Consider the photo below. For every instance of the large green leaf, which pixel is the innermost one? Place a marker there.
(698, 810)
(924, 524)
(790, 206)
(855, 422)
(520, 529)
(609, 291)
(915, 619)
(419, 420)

********************

# TASK TO COMPLETE
Using the data above, print every record exactly as shown.

# OUTPUT BELOW
Consider the photo below. For every instance of the large green leaf, which pixel is the innermost one? Place a marker there.
(698, 810)
(924, 524)
(790, 206)
(855, 422)
(520, 529)
(609, 291)
(915, 619)
(419, 420)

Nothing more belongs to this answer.